> **TEXT PROVIDED**:
-------

Re: [HACKERS] GUC for cleanup indexes threshold. - Mailing list pgsql-hackers

From Robert Haas
Subject Re: [HACKERS] GUC for cleanup indexes threshold.
Date
Msg-id CA+Tgmoa6xNWe6+ME+ocg-BgmdwOZXoT0O6Tid7RLxm_8ztNJcA@mail.gmail.com
Whole thread Raw
In response to Re: [HACKERS] GUC for cleanup indexes threshold.  (Peter Geoghegan <pg@bowt.ie>)
Responses Re: [HACKERS] GUC for cleanup indexes threshold.  (Peter Geoghegan <pg@bowt.ie>)
List pgsql-hackers
On Tue, Mar 14, 2017 at 6:10 PM, Peter Geoghegan <pg@bowt.ie> wrote:
> On Tue, Mar 14, 2017 at 2:48 PM, Peter Geoghegan <pg@bowt.ie> wrote:
>> I think that that's safe, but it is a little disappointing that it
>> does not allow us to skip work in the case that you really had in mind
>> when writing the patch. Better than nothing, though, and perhaps still
>> a good start. I would like to hear other people's opinions.
>
> Hmm. So, the SQL-callable function txid_current() exports a 64-bit
> XID, which includes an "epoch". If PostgreSQL used these 64-bit XIDs
> natively, we'd never need to freeze. Obviously we don't do that
> because the per-tuple overhead of visibility information is already
> high, and that would make it much worse. But, we can easily afford the
> extra overhead in a completely dead page. Maybe we can overcome the
> _bt_page_recyclable() limitation by being cleverer about how it
> determines if recycling is safe -- it can examine epoch, too. This
> would also be required in the similar function
> vacuumRedirectAndPlaceholder(), which is a part of SP-GiST.

-------

(Rows from a point labeling set)
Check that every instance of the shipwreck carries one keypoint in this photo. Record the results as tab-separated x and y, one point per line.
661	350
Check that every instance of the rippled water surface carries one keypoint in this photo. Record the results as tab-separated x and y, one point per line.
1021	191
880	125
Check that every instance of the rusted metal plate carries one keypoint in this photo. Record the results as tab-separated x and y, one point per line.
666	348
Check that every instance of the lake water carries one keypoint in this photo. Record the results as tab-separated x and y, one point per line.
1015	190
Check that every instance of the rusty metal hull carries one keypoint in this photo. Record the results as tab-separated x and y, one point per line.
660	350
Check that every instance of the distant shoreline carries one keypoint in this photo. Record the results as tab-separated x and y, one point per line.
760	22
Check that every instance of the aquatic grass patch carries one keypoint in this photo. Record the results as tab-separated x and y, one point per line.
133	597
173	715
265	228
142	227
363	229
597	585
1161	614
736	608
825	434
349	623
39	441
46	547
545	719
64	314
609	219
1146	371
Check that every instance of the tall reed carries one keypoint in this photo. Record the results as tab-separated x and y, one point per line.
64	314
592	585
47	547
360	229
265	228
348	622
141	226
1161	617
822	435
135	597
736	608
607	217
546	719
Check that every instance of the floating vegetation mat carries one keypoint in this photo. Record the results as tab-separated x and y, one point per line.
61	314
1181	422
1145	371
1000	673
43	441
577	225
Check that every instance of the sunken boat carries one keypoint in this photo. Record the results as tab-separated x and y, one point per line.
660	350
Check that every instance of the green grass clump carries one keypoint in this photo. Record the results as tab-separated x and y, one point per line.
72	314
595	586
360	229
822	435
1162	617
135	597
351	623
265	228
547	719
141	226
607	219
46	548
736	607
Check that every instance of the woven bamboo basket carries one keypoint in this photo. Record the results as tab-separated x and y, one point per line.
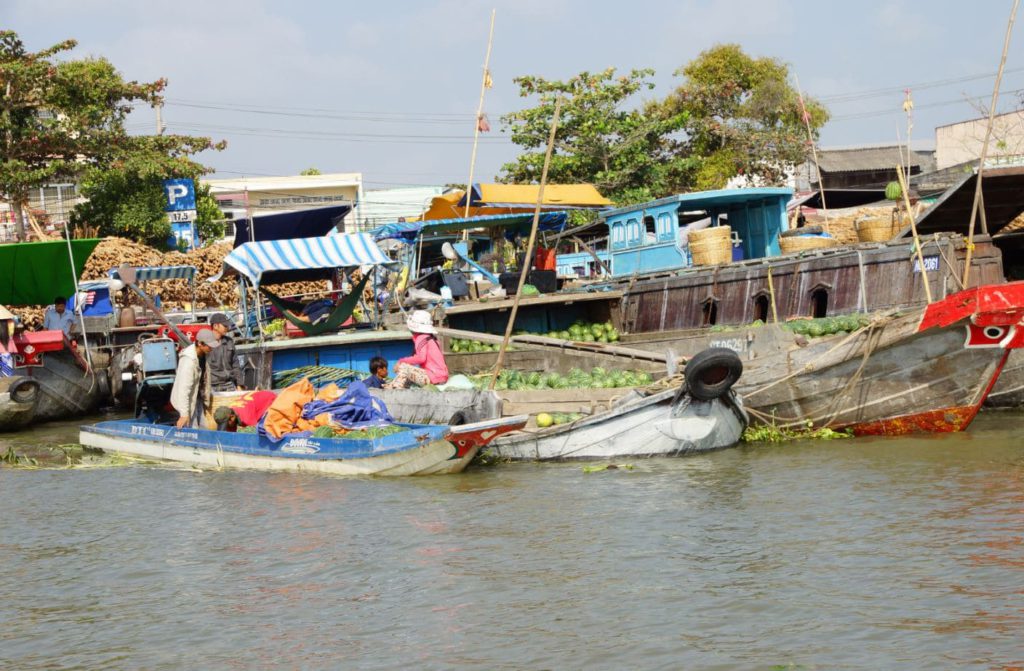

-------

> **GOALS**:
(A) In the rows, repeat the stretch from the line containing "Check that every instance of the sunken" through the end of the rows, leaving out the pictures.
(B) Carry on the mailing list reply about the index cleanup threshold from where it stops.

> **TASK-BY-TASK OUTPUTS**:
(A)
Check that every instance of the sunken boat carries one keypoint in this photo. Record the results as tab-separated x and y, one point per line.
660	350
Check that every instance of the green grass clump carries one keypoint in this photo. Record the results as tab-separated x and y, one point per line.
72	314
595	586
360	229
822	435
1162	617
135	597
351	623
265	228
547	719
141	226
607	219
46	548
736	607
Check that every instance of the woven bamboo basket carries one keypoint in this photo. Record the results as tab-separated x and y, one point per line.

(B)
>
> We already have BTPageOpaqueData.btpo, a union whose contained type
> varies based on the page being dead. We could just do the same with
> some other field in that struct, and then store epoch there. Clearly
> nobody really cares about most data that remains on the page. Index
> scans just need to be able to land on it to determine that it's dead,
> and VACUUM needs to be able to determine whether or not there could
> possibly be such an index scan at the time it considers recycling..
>
> Does anyone see a problem with that?

Wouldn't it break on-disk compatibility with existing btree indexes?

I think we're still trying to solve a problem that Simon postulated in
advance of evidence that shows how much of a problem it actually is.
Not only might that be unnecessary, but if we don't have a test
demonstrating the problem, we also don't have a test demonstrating
that a given approach fixes it.

-- 
Robert Haas
EnterpriseDB: http://www.enterprisedb.com
The Enterprise PostgreSQL Company



pgsql-hackers by date:

Previous
From: Robert Haas
Date:
Subject: Re: [HACKERS] Parallel tuplesort (for parallel B-Tree index creation)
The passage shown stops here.